Data listing below:
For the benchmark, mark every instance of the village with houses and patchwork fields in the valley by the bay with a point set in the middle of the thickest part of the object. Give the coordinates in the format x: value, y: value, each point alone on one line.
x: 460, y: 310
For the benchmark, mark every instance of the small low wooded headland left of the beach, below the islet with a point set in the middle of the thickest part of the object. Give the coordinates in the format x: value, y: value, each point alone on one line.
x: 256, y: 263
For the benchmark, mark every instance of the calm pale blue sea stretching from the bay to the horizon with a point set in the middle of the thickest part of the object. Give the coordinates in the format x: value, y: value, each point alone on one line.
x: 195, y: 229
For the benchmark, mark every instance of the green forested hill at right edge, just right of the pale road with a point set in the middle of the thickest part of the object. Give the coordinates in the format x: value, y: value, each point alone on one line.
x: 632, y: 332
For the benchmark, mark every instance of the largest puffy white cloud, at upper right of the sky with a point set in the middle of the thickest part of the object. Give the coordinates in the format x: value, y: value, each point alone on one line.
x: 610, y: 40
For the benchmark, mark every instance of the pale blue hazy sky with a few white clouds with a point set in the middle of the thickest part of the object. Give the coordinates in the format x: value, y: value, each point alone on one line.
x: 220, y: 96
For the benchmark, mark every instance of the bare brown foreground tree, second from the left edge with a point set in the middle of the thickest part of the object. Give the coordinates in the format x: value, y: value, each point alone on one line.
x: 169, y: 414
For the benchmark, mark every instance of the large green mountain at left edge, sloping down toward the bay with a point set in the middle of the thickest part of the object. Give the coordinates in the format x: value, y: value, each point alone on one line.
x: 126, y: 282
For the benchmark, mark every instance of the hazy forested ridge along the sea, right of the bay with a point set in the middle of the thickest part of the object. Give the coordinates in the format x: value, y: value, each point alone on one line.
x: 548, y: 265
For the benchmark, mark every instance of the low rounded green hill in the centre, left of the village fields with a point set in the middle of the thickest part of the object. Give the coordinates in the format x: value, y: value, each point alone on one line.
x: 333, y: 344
End of Data listing.
Exercise instructions: The records are to be retyped exactly. No line may be skipped.

Response below:
For the benchmark, mark every instance of the village with houses and patchwork fields in the valley by the bay with a point set in the middle of the thickest part of the object. Give the coordinates in the format x: value, y: value, each point alone on one line.
x: 460, y: 310
For the benchmark, mark every instance of the small low wooded headland left of the beach, below the islet with a point set in the middle of the thickest part of the object. Give the coordinates in the format x: value, y: value, each point alone on one line.
x: 256, y: 263
For the benchmark, mark every instance of the calm pale blue sea stretching from the bay to the horizon with a point set in the middle of the thickest part of the object. Give the coordinates in the format x: value, y: value, each point alone on one line.
x: 195, y: 229
For the benchmark, mark every instance of the green forested hill at right edge, just right of the pale road with a point set in the middle of the thickest part of the object. Give the coordinates in the format x: value, y: value, each point alone on one line.
x: 632, y: 332
For the benchmark, mark every instance of the largest puffy white cloud, at upper right of the sky with a point set in the middle of the thickest part of the object. Give the coordinates in the format x: value, y: value, each point alone on one line.
x: 610, y: 40
For the benchmark, mark every instance of the pale blue hazy sky with a few white clouds with a point set in the middle of the thickest part of the object. Give the coordinates in the format x: value, y: value, each point alone on one line.
x: 220, y: 96
For the benchmark, mark every instance of the bare brown foreground tree, second from the left edge with a point set in the middle of the thickest part of the object. Give the coordinates in the format x: value, y: value, each point alone on one line.
x: 169, y: 414
For the benchmark, mark every instance of the large green mountain at left edge, sloping down toward the bay with a point set in the middle of the thickest part of the object. Give the coordinates in the format x: value, y: value, each point alone on one line.
x: 126, y: 282
For the benchmark, mark every instance of the hazy forested ridge along the sea, right of the bay with a point set in the middle of the thickest part of the object. Give the coordinates in the format x: value, y: value, each point alone on one line.
x: 548, y: 265
For the benchmark, mark every instance of the low rounded green hill in the centre, left of the village fields with a point set in the middle of the thickest part of the object. Give the coordinates in the format x: value, y: value, each point alone on one line.
x: 333, y: 344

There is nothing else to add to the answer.